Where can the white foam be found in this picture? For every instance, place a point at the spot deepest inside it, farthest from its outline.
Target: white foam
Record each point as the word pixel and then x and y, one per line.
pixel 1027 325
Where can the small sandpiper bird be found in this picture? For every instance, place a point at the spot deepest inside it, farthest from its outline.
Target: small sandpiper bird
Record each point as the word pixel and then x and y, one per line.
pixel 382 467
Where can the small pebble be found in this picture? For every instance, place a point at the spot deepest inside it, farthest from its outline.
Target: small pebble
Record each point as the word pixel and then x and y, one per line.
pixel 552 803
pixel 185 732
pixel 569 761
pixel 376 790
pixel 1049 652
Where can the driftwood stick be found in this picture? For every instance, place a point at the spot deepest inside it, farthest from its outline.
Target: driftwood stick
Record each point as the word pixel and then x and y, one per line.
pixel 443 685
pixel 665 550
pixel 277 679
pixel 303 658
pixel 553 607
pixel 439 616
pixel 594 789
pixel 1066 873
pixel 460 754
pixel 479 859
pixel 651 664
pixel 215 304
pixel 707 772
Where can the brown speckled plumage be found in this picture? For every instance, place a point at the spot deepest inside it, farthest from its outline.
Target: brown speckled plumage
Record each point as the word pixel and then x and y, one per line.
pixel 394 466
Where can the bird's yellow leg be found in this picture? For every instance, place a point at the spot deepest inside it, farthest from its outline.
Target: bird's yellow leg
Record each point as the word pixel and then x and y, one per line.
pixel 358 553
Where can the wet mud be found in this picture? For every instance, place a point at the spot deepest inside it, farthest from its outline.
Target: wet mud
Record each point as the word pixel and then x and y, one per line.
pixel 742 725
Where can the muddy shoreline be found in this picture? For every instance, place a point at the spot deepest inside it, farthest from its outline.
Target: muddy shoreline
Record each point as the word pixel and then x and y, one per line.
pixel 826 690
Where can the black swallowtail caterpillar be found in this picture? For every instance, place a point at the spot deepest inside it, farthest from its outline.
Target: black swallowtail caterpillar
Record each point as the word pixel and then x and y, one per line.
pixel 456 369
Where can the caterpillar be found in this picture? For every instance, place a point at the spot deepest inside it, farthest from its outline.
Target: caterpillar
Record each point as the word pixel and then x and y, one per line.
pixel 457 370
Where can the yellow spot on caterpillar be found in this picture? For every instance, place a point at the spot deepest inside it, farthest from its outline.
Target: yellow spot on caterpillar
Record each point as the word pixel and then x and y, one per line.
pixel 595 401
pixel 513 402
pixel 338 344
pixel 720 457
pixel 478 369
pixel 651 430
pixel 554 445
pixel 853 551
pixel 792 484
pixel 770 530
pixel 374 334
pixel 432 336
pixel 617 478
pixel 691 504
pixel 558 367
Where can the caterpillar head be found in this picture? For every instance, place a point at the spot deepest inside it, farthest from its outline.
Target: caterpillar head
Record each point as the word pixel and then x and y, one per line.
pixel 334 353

□ □ □ □

*Task requirements*.
Write out every line of the data above again, word for word and without any change.

*Output below*.
Where can the white foam be found in this picture? For every instance, place a point at the spot deepest inside it, farthest from its outline.
Target: white foam
Record each point as the word pixel and then x and y, one per line.
pixel 1027 325
Where can the small sandpiper bird be found in this picture? For every instance, place a point at the spot deepest inside it, farthest from its outline.
Target: small sandpiper bird
Record each point as the word pixel and then x and y, one per line.
pixel 382 467
Where can the small pebble be found in this picture? For every instance, place a point at the spot deepest inside it, farthest from its outline.
Target: small pebble
Record each point as the word pixel and then x and y, one per line.
pixel 552 803
pixel 185 732
pixel 569 761
pixel 376 790
pixel 1049 652
Where can the driftwood stick be found in this picture? For every instance, place a point at the spot deepest inside it, farthest from its outline.
Target: driftwood stick
Record each point as the word pixel and then x and y, one per line.
pixel 443 685
pixel 665 550
pixel 277 679
pixel 303 658
pixel 553 607
pixel 439 616
pixel 594 789
pixel 1066 873
pixel 460 754
pixel 479 859
pixel 651 664
pixel 215 304
pixel 707 772
Where can the brown speckled plumage be found in this picture? For every instance, place a point at the spot deepest inside it, farthest from its outline.
Target: brown speckled plumage
Record each point as the word pixel and then x and y, one per line.
pixel 394 466
Where can the bird's yellow leg be found in this picture? For every instance, place a point at the spot deepest inside it, farthest from its outline.
Target: bird's yellow leg
Record each point as the word pixel and then x and y, one per line.
pixel 358 553
Where can the wet mud be found in this picture? For every instance, place a point at the spot deepest inside it, farthest from its outline.
Target: wet mud
Record each point as the word pixel and then x and y, one per line.
pixel 742 725
Where can the muddy shoreline be found in this picture? For every instance, place a point at the spot deepest inside it, farthest from its outline.
Target: muddy shoreline
Record each point as the word pixel and then x and y, one per line.
pixel 826 690
Where can the black swallowtail caterpillar be found in this picture? For every instance, place a point at the spot deepest inside it, farthest from its outline.
Target: black swallowtail caterpillar
Record each point as the word pixel and then x and y, one per line.
pixel 456 369
Where can the caterpillar be found in this picture? For every instance, place a point at the spot deepest inside it, farthest from its outline.
Target: caterpillar
Record each point as the word pixel and then x and y, one per line.
pixel 457 370
Where can the yellow spot on caterpillar be found in this picture? For every instance, place a point at the spot deepest inside it, farthest from its outline.
Target: yellow spot on caterpillar
Record each point as the word pixel and then x and y, one per line.
pixel 595 401
pixel 513 402
pixel 338 344
pixel 720 457
pixel 478 369
pixel 651 430
pixel 554 445
pixel 853 551
pixel 792 484
pixel 770 530
pixel 374 334
pixel 432 336
pixel 617 478
pixel 691 504
pixel 558 367
Where can the caterpillar head be found in this picture? For every instance, place a point at the spot deepest inside it, farthest from its outline.
Target: caterpillar head
Record each point as the word pixel and then x and y, one per line.
pixel 334 353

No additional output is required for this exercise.